What the exercise asks >>
In the Easier readme, which project does nearly all of the plotting code rely on?

Skip to main content

Tools for analysis

Project description

To publish run the /publish skill

Easier (This readme still a WIP. Does not fully reflect tools)

Easier is a rather eclectic set of tools that I (Rob deCarvalho) have developed to minimize boilerplate code in my Jupyter Notebook analysis work. I am an old-school matplotlib user who has recently become an enthusiastic user of the Holoviews project for visualizations. Pretty much all the plotting stuff in this project relies on holoviews. If that's not your thing, then maybe you should make it your thing, because Holoviews is amazing!

Although I do think the tools are widely useful, I will evolve this project to suit the needs of my everyday work. As such, the tool selection and implementation may be a bit opinionated and the API subject to change without notice.

If you can stomach these disclaimers, you may find, as I do, that these tools significantly improve your workflow efficiency.

The documentation for the tools is all in this README in the form of examples. I have tried to put reasonable docstrings in functions/methods to detail additional features they contain, but that is a work in progress.

Enjoy.

Tool Directory

  • Optimization tools

    • Fitter A curve fitting tool
    • ParamState A class for managing optimization parameters
  • System Tools

    • Timer Time sections of your code
    • Clock A stopwatch for your code (good for timing logic inside of loops)
    • Memory A tool for monitoring memory usage
  • Plotting Tools

    • ColorCycle A convenience tool for colorcycles
    • Figure A tool for generating nice matplotlib axes
    • Histogram Creates a holoviews histogram plot
  • Programming Tools

  • Data Tools

    • Item A generic data class with both dictionary and attribute access
    • Slugify Turns list of strings into lists of slugs. (think dataframe column names)
    • Postgres Tool Makes querying postgres into dataframes easy
  • Stats tools

Timer

A context manager for timing sections of code.

  • Args:
    • name: The name you want to give the contextified v
    • silent: Setting this to true will mute all v
    • pretty: When set to true, prints elapsed time in hh:mm:ss.s
# ---------------------------------------------------------------------------
# Example code for timing different parts of your code
import time
import easier as ezr
with ezr.Timer('entire script'):
    for nn in range(3):
        with ezr.Timer('loop {}'.format(nn + 1)):
            time.sleep(.1 * nn)
# Will generate the following output on stdout
#     col1: a string that is easily found with grep
#     col2: the time in seconds (or in hh:mm:ss if pretty=True)
#     col3: the value passed to the 'name' argument of Timer

__time__,2.6e-05,loop 1
__time__,0.105134,loop 2
__time__,0.204489,loop 3
__time__,0.310102,entire script

# ---------------------------------------------------------------------------
# Example for measuring how a piece of of code scales (measuring "big-O")
import time
import easier as ezr

# Initialize a list to hold results
results = []

# Run a piece of code with different values of the var you want to scale
for nn in range(3):
    # time each iteration
    with ezr.Timer('loop {}'.format(nn + 1), silent=True) as timer:
        time.sleep(.1 * nn)
    # add results
    results.append((nn, timer))

# Print csv compatible text for further pandashells processing/plotting
print 'nn,seconds'
for nn, timer in results:
    print '{},{}'.format(nn,timer.seconds)

Material provided >>
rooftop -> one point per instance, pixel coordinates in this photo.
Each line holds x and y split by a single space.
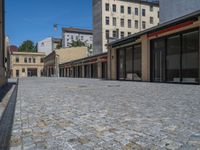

Correct output >>
Holoviews.